▶ Requirement:
Can you swap "pointer" for "marker" in the lines starting at the first one and ending at the one that contains "x=1073 y=130", keep everything else unchanged, and return only those lines?

▶ The input:

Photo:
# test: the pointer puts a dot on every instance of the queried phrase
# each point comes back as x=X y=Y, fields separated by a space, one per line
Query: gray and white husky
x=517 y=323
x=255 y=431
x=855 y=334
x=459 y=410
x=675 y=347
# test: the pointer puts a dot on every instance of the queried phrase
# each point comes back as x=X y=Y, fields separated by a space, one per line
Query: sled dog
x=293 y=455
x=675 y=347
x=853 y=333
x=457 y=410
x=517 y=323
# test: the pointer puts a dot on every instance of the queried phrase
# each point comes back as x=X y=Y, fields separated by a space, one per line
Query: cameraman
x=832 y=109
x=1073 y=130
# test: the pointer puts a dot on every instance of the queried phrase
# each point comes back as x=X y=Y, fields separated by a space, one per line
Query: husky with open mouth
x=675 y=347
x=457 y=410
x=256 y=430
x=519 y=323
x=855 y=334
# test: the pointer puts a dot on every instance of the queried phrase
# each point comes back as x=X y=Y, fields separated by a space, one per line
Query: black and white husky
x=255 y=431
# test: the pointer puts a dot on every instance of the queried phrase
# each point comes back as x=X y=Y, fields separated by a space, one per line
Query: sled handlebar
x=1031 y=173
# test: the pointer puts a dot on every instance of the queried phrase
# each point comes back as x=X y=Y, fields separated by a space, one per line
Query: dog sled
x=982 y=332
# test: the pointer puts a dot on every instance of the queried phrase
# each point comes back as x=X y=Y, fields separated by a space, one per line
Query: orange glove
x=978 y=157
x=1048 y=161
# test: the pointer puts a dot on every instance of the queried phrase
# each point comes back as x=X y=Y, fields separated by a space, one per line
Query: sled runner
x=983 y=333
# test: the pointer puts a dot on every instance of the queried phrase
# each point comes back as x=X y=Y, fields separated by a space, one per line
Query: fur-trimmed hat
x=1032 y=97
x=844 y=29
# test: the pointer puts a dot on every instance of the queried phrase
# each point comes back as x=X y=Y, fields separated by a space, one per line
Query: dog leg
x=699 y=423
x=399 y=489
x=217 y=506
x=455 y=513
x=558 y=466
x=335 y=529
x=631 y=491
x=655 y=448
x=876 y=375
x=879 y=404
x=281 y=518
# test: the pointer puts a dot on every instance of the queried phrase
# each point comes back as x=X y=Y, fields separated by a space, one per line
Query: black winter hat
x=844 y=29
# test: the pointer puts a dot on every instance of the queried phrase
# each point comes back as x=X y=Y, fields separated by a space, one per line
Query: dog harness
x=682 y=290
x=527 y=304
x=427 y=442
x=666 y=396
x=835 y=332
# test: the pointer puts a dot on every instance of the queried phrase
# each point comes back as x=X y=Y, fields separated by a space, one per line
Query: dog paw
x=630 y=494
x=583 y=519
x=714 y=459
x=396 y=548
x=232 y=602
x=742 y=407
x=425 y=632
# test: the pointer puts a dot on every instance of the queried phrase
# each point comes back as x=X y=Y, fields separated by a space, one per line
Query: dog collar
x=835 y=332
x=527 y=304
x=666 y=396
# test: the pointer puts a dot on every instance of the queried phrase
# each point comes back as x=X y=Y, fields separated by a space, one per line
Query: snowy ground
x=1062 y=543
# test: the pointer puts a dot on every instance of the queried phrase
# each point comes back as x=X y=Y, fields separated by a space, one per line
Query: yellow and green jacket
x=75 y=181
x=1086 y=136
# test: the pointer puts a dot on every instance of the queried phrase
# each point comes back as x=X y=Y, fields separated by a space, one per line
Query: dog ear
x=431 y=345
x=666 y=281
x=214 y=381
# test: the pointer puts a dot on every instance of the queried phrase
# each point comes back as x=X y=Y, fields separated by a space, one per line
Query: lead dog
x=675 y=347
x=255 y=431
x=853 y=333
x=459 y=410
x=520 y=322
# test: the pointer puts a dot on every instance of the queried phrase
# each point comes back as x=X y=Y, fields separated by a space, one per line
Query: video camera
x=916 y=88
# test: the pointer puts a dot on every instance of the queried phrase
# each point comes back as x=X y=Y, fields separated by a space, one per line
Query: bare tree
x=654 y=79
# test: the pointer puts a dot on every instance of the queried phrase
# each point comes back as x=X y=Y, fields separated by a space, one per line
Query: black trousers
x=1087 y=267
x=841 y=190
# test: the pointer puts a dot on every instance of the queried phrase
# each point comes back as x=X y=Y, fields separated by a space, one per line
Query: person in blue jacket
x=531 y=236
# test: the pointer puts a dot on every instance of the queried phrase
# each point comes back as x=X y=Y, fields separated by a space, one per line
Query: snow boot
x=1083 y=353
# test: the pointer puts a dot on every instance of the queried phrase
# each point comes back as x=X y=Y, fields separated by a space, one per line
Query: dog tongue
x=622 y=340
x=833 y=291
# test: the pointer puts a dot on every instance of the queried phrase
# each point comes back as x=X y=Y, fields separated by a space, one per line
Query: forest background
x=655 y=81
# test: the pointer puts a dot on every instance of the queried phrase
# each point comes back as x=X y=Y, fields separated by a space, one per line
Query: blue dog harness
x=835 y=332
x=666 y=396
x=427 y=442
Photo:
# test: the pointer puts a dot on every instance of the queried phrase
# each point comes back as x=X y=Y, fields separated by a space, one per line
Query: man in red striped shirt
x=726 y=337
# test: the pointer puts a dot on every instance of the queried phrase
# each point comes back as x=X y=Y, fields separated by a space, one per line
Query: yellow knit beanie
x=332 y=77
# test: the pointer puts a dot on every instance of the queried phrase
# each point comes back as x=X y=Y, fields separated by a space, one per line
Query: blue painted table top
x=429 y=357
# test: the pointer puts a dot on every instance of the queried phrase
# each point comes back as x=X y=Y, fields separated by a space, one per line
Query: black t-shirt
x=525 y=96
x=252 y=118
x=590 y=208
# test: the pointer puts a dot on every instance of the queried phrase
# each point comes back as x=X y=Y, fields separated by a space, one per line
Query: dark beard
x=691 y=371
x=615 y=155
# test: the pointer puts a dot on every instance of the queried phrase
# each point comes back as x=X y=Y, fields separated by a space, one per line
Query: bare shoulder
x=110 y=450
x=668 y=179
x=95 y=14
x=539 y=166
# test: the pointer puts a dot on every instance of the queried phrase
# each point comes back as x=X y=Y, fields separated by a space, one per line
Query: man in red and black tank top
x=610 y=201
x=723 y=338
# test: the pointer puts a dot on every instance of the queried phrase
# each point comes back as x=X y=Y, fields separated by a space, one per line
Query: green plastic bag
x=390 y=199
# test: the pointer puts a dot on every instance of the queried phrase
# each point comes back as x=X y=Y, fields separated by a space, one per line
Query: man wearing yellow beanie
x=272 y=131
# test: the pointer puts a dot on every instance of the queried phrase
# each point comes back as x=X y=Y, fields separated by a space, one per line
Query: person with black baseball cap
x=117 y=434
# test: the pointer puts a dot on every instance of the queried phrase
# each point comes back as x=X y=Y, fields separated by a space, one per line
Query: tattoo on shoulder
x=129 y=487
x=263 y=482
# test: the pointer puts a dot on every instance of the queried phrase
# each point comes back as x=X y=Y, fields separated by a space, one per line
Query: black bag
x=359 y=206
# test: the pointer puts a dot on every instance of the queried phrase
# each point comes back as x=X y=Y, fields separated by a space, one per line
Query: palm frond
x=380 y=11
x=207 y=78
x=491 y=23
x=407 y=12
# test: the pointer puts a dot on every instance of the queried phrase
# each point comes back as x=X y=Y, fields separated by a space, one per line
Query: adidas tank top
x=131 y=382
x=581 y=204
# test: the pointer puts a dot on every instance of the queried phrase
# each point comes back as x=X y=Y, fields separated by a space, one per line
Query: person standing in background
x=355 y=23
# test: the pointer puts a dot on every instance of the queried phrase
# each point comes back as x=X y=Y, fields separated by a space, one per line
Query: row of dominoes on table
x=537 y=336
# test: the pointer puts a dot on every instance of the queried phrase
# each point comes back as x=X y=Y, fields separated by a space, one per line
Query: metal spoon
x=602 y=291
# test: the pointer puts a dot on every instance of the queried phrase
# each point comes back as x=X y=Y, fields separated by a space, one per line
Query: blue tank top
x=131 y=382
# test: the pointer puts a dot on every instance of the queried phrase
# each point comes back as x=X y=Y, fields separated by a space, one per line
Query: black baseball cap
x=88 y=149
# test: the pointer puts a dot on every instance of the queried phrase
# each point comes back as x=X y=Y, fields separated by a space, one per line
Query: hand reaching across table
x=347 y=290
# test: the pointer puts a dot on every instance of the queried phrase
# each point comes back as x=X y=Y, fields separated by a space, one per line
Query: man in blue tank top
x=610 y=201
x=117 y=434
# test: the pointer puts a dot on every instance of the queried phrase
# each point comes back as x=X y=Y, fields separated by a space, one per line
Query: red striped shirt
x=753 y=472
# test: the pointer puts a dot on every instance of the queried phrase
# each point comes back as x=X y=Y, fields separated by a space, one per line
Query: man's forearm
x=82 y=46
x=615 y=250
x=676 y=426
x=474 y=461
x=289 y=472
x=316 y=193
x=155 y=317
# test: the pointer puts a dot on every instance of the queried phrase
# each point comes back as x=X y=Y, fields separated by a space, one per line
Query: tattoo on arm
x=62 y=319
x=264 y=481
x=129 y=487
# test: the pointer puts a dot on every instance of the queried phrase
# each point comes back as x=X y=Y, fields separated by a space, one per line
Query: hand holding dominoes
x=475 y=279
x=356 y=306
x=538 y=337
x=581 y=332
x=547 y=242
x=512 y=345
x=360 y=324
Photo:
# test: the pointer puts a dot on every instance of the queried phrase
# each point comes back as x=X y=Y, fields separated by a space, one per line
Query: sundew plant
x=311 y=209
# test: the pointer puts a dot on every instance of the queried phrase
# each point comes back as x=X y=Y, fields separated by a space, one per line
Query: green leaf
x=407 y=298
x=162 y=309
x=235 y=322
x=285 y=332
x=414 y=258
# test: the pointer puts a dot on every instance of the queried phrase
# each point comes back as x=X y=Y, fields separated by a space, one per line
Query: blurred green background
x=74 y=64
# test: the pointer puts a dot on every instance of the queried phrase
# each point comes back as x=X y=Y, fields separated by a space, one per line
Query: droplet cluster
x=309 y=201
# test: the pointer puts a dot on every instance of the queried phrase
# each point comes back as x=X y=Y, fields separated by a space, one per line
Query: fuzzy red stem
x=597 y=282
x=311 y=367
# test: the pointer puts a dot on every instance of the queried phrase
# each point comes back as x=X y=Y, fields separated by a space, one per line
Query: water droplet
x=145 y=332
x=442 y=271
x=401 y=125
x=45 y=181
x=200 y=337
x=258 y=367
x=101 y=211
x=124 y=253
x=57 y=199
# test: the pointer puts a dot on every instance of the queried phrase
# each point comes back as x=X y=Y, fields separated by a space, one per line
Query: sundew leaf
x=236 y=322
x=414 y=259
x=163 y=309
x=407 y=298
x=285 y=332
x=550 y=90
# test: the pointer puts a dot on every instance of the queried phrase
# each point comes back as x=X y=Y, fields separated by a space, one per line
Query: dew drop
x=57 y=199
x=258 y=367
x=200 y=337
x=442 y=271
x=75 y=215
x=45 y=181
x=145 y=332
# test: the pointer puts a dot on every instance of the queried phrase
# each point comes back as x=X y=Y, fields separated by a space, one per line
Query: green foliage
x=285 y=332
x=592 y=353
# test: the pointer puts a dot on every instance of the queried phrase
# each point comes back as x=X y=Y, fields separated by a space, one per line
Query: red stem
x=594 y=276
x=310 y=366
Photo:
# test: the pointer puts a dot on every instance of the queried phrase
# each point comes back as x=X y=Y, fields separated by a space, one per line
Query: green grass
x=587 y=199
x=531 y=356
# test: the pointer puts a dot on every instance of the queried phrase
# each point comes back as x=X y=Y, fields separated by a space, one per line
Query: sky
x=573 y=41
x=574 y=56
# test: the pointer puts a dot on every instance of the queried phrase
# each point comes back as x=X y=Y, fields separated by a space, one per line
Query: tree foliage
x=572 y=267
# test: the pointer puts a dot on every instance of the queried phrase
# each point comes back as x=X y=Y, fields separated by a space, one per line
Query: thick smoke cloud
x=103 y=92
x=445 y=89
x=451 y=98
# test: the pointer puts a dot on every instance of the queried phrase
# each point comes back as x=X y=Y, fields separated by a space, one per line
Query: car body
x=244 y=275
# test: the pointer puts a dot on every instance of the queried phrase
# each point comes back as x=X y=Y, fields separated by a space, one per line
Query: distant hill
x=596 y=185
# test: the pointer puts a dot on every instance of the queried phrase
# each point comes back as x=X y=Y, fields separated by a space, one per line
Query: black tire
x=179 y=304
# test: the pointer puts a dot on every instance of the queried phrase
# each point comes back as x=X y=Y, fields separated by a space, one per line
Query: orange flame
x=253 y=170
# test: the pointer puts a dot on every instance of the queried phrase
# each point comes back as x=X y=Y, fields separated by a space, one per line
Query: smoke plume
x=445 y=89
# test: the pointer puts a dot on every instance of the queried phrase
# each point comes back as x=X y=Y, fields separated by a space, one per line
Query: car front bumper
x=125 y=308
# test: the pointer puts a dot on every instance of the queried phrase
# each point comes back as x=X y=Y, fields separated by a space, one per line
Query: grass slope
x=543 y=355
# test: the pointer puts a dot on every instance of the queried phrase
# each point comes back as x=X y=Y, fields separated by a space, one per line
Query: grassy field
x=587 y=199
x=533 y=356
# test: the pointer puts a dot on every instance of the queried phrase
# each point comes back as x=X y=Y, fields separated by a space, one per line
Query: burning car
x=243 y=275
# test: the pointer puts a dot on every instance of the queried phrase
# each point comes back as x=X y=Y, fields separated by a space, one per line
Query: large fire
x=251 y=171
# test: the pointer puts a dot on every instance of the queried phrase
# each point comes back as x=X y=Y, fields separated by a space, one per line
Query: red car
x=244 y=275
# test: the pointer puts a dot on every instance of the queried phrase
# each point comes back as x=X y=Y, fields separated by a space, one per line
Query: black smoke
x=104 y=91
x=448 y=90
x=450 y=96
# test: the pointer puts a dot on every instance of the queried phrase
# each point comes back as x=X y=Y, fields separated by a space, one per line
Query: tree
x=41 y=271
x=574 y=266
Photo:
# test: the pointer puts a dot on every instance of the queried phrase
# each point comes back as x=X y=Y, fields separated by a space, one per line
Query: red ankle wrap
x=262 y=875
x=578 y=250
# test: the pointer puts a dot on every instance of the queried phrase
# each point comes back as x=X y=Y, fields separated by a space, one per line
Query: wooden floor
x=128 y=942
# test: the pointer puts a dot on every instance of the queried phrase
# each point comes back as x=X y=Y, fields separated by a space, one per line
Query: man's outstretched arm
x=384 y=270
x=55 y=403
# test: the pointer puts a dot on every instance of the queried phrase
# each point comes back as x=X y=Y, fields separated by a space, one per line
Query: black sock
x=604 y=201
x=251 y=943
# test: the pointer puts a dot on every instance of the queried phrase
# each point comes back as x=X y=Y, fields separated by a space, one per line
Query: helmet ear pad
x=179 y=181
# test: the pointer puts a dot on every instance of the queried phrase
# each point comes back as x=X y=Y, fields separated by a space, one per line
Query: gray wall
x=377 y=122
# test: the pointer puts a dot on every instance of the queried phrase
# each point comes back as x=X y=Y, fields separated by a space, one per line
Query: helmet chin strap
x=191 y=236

▶ Solution to the problem:
Photo:
# test: the marker puts a dot on every instance of the queried phrase
# each point comes back as x=X y=Y, fields separated by a space, one per line
Query: gray and white husky
x=517 y=323
x=255 y=431
x=855 y=334
x=459 y=410
x=675 y=347
# test: the marker puts a dot on every instance of the queried phrase
# each point comes back as x=X y=Y, fields separated by a space, one per line
Query: sled dog
x=293 y=455
x=675 y=347
x=853 y=333
x=457 y=410
x=517 y=323
# test: the marker puts a dot on every instance of the queried phrase
# each point comes back as x=X y=Y, fields separated by a space, one per line
Query: cameraman
x=832 y=109
x=1073 y=130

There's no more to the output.